Return the entries exactly. Images are not part of the copy.

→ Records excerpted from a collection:
=== Begin Enclosure ===
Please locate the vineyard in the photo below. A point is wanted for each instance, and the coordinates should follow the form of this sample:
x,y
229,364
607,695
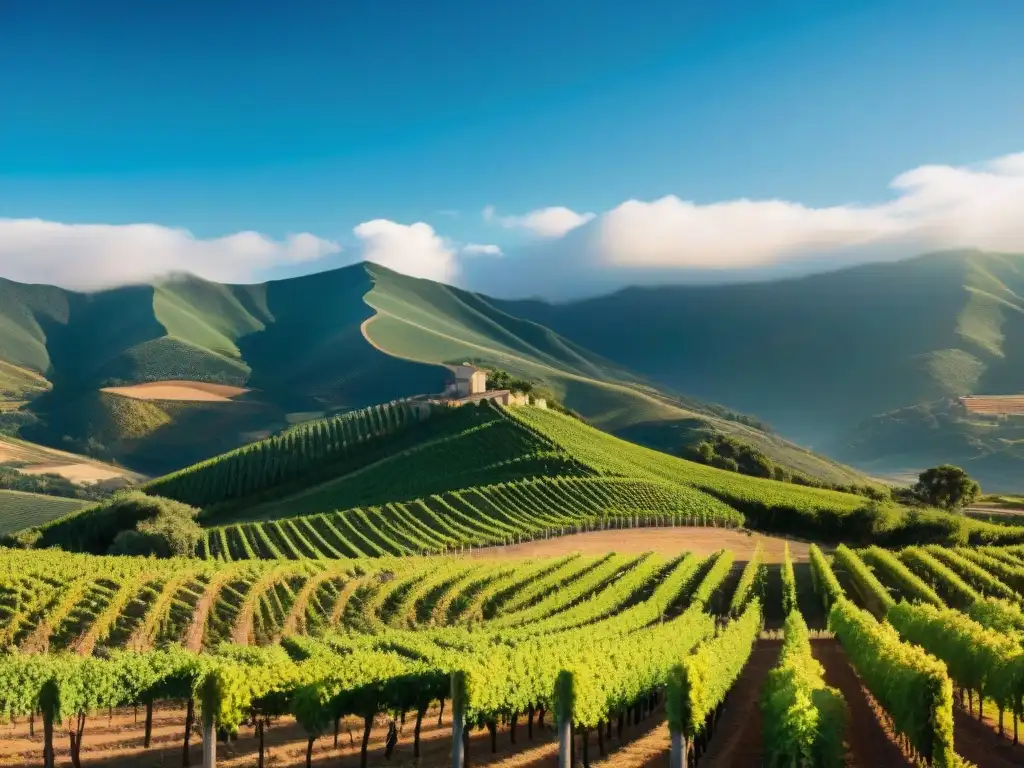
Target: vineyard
x,y
375,658
395,480
344,606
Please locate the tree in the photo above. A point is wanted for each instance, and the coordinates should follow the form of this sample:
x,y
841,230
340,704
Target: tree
x,y
171,531
946,486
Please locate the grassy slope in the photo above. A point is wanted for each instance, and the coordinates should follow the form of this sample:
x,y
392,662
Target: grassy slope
x,y
310,345
431,323
816,356
19,510
498,445
297,342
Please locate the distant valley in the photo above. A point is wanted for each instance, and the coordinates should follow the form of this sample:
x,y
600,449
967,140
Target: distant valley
x,y
863,365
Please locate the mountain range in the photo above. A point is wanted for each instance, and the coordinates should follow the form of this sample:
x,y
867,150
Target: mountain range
x,y
863,365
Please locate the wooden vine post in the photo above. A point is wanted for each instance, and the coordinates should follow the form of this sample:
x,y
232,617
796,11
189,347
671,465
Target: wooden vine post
x,y
210,701
564,699
458,719
676,707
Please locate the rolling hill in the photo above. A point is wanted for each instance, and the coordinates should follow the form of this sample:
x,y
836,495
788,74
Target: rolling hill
x,y
305,347
388,480
864,364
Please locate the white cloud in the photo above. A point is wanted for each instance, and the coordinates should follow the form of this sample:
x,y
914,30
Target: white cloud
x,y
671,240
936,207
90,256
412,249
547,222
476,249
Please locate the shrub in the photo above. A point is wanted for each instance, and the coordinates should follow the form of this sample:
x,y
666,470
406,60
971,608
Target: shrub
x,y
94,528
170,534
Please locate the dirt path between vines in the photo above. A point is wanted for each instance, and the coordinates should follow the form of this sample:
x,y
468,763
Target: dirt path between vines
x,y
868,742
737,739
699,541
980,744
117,742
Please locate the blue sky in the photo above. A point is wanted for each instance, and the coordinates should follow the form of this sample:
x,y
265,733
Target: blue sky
x,y
315,117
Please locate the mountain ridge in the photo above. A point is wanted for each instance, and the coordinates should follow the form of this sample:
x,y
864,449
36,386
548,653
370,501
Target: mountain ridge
x,y
827,358
311,345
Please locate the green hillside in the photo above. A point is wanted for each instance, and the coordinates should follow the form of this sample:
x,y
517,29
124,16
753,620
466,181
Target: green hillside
x,y
861,364
431,323
18,510
305,347
386,480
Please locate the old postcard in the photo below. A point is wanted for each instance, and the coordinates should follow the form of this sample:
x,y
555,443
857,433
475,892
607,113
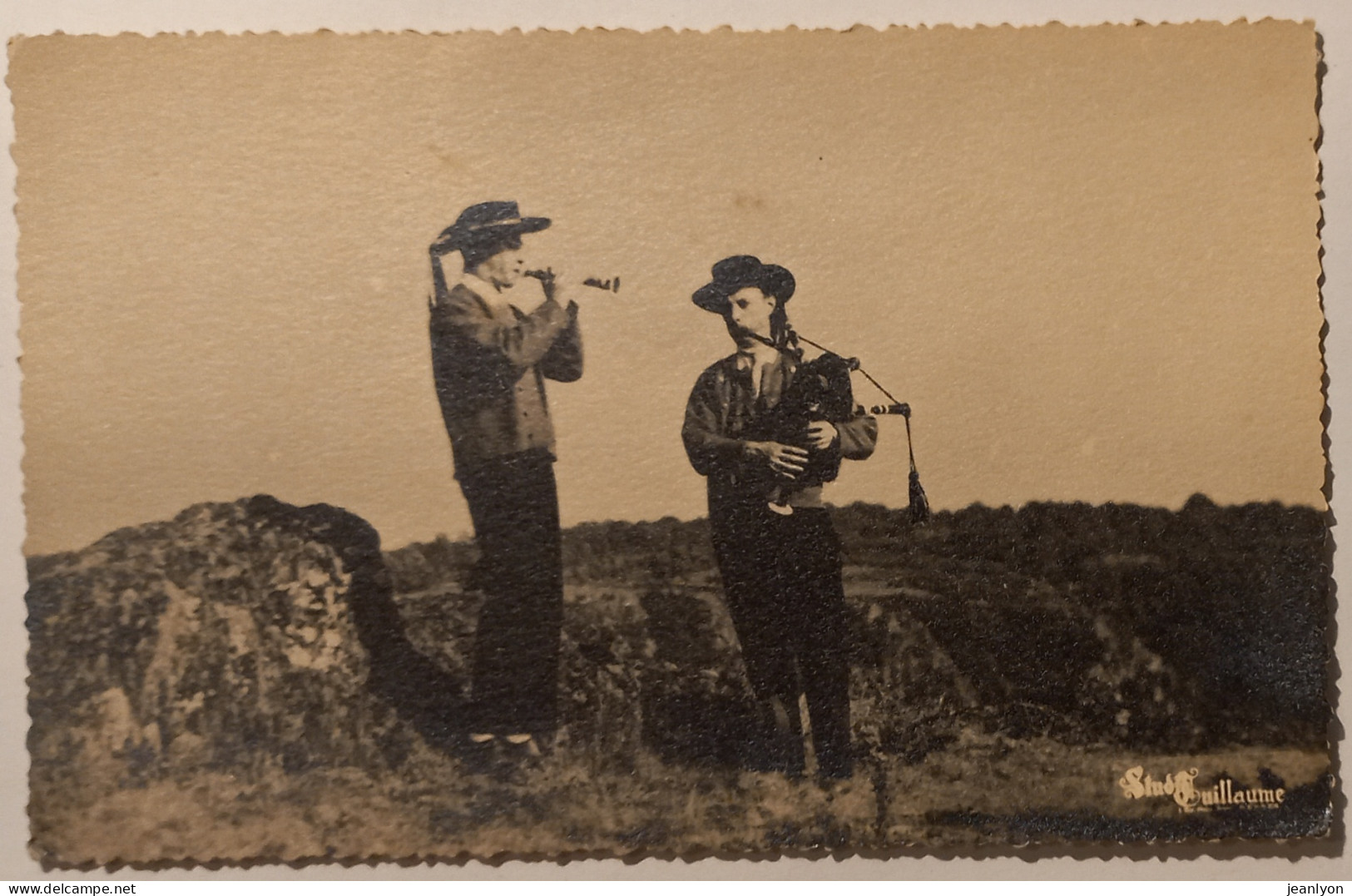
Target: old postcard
x,y
676,443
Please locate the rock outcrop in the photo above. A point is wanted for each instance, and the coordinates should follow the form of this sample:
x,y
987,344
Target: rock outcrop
x,y
229,636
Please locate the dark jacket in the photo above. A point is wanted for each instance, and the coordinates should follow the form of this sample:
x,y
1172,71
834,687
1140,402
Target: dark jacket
x,y
722,410
490,363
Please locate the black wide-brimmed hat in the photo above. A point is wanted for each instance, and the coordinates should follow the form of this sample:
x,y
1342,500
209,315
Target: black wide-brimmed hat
x,y
737,272
487,223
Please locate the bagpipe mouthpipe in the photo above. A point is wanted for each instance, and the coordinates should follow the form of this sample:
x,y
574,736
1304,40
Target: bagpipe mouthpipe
x,y
915,493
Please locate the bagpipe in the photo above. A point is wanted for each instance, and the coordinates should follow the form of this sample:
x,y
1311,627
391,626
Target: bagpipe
x,y
821,391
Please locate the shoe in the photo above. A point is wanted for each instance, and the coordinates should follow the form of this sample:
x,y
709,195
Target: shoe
x,y
522,746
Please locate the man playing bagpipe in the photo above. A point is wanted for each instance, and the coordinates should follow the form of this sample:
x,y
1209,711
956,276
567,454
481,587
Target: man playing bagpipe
x,y
768,428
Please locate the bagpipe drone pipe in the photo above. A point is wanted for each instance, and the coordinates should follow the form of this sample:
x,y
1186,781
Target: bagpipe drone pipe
x,y
821,391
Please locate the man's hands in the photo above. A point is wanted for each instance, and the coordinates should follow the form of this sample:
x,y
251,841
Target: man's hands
x,y
790,460
821,434
785,460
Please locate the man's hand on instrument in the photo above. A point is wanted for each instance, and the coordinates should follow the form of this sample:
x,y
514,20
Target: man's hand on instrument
x,y
821,434
785,460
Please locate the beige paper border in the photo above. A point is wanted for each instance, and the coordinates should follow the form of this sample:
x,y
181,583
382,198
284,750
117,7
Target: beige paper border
x,y
1335,25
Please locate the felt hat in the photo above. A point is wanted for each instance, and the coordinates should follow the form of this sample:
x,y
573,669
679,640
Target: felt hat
x,y
737,272
487,223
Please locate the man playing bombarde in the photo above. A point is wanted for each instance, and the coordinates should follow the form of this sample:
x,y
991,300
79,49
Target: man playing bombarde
x,y
490,363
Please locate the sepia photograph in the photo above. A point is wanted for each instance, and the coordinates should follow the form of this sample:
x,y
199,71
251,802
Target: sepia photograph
x,y
616,443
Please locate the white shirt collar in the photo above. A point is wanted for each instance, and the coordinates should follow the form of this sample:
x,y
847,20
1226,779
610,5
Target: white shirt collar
x,y
483,290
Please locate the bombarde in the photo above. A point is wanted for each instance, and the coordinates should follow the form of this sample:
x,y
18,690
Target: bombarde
x,y
547,276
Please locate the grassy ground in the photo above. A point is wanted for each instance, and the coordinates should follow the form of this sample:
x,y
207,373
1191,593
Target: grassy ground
x,y
1009,668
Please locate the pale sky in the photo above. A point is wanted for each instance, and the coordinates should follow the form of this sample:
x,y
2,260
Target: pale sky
x,y
1086,257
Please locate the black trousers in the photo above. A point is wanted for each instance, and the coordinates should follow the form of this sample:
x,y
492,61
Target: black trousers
x,y
782,582
514,504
=== End Enclosure ===
→ Response to the exercise:
Please locate the vineyard in the photo below. A point is wanted for each instance, and the coordinates should follow the form of this sample:
x,y
229,364
607,695
Target: vineyard
x,y
375,658
395,480
344,606
Please locate the tree in the photo above. A point is wanted for each instance, and the coordinates should follow the form of this sample:
x,y
841,230
340,704
Target: tree
x,y
171,531
946,486
Please locate the grassy slope in the photo above. A point is wanted for each instance, and the coordinates should follow the form of this sample:
x,y
392,662
Target: grassy slope
x,y
310,345
431,323
816,356
19,510
498,445
297,342
Please locate the distant valley in the photo above. A point is wanted for each instance, and the coordinates should follow the form of this sample:
x,y
600,449
967,140
Target: distant valley
x,y
863,365
Please locate the mountain range in the photo above. A point is wanted for each instance, and the coordinates should follow the form of this sample:
x,y
867,150
Target: mountain range
x,y
863,365
Please locate the wooden vine post in the photo above. A point is wanted for each instance, and the coordinates should follow the form of this sample:
x,y
232,617
796,11
189,347
671,465
Target: wooden vine post
x,y
210,701
564,699
458,719
676,707
Please locate the rolling hill in the photo above. A point is wanted for each instance, and the coordinates should follow the form of this sample:
x,y
836,495
788,74
Target: rolling hill
x,y
305,347
388,480
864,364
Please locate the white cloud in the photo above. A point is wanted for each instance, and the coordinates should follow the form of this sample:
x,y
914,30
Target: white cloud
x,y
671,240
936,207
90,256
412,249
547,222
476,249
Please locate the shrub in the photo above. A point is wanted for each instance, and the coordinates should follow the form of this sample:
x,y
666,470
406,60
971,608
Target: shrub
x,y
94,528
170,534
Please locate the dirt path between vines in the photo above. A point is wanted for each instance, and the coordinates should follow the form of this sample:
x,y
468,763
Target: dirt path between vines
x,y
868,742
737,739
699,541
980,744
117,742
Please locate the blue sky in the photo above. A point is wanted for each instance, and the coordinates should follow the form of this sample:
x,y
265,733
Target: blue sky
x,y
315,117
Please locate the mountain ridge in the photo above. A point is wanted for each instance, and the coordinates should follow the form of this sample:
x,y
864,449
36,386
548,653
370,501
Target: mountain ridge
x,y
827,358
311,345
Please locate the green hillside in the photo above. A point is wanted for each instance, and the coordinates should follow the form of this sample:
x,y
517,29
124,16
753,620
466,181
Target: green hillside
x,y
861,364
431,323
18,510
305,347
386,480
Please locate the old postcard in the photo below. A point is wanted for each instance, and the coordinates should follow the form of this sample:
x,y
555,443
857,433
475,892
607,113
Target: old postcard
x,y
676,443
Please locate the rock outcrop in the photo above. A point is wanted for each instance, and the coordinates should follow the form of this sample:
x,y
987,344
Target: rock outcrop
x,y
229,636
Please locate the dark jacket in the photo above. A point is wanted for each instance, and the coordinates should follow the form of this sample:
x,y
1172,71
834,687
1140,402
Target: dark jacket
x,y
722,410
490,363
Please locate the black wide-brimmed hat in the photo above. A point is wanted for each instance, and the coordinates should follow the form of this sample:
x,y
1342,500
209,315
Target: black wide-brimmed hat
x,y
737,272
487,223
Please locate the bagpipe mouthpipe in the photo above. A point is wanted for each instance, and the coordinates should follow the form of this sample:
x,y
574,736
1304,40
Target: bagpipe mouthpipe
x,y
915,493
Please locate the bagpipe in the photo above. A point is wanted for each instance, and the coordinates should follow the form of this sample:
x,y
1311,627
391,626
Target: bagpipe
x,y
821,391
Please locate the shoe in the photo above. A point is wanted for each instance, and the coordinates should follow the form of this sample:
x,y
709,195
Target: shoe
x,y
522,746
Please locate the man playing bagpipe in the photo above. A point is wanted for each instance, and the coordinates should follow the form of this sample:
x,y
1209,711
956,276
567,454
481,587
Target: man playing bagpipe
x,y
768,428
Please locate the bagpipe drone pipe in the photo above. A point is wanted for each instance, and the coordinates should follow the form of this sample:
x,y
1186,781
Target: bagpipe drone pipe
x,y
821,391
Please locate the man's hands in the photo above. A point is wanted for each instance, and the coordinates should follow the form of this sample:
x,y
251,841
Target: man's hands
x,y
790,460
821,434
785,460
Please locate the man's hand on instrument in the photo above. A point is wanted for each instance, and the coordinates should follow the form of this sample:
x,y
514,20
Target: man's hand on instrument
x,y
821,434
785,460
Please locate the beige paper border in the photo above. A point is wanted for each instance, and the coordinates should follow the form of this sample:
x,y
181,583
382,198
284,750
117,7
Target: beige paper border
x,y
1335,25
Please locate the felt hat in the photo above. A point is wanted for each instance, and the coordinates should follow the form of this sample:
x,y
573,669
679,640
Target: felt hat
x,y
737,272
487,223
Please locate the man playing bombarde in the photo above. A point is wanted for each instance, and the coordinates should follow the form of this sample:
x,y
991,300
79,49
Target: man playing bombarde
x,y
490,363
Please locate the sepia photograph in the photo above. A point is wanted for each instance, and the coordinates should follow the form of this sample:
x,y
199,71
251,802
Target: sepia photograph
x,y
616,443
Please locate the white shirt collar in the photo above. A point is wanted for each instance, and the coordinates should follow the form of this sample:
x,y
847,20
1226,779
610,5
Target: white shirt collar
x,y
483,290
Please locate the bombarde in the photo above. A point is wanted for each instance, and the coordinates should follow the form of this sample:
x,y
18,690
Target: bombarde
x,y
547,276
Please locate the grassy ground in the photo above. A point is wanted for each instance, and the coordinates should follow the form of this sample:
x,y
207,373
1191,593
Target: grassy ground
x,y
1009,668
Please locate the pale sky in the photo above. A point is wanted for each instance, and the coordinates should follow the form of this sample:
x,y
2,260
Target: pale sky
x,y
1086,257
Please locate the black trousers in the photo above. A point is wanted for each instance, and the coordinates should follow the form of this sample:
x,y
492,61
Target: black trousers
x,y
782,582
514,504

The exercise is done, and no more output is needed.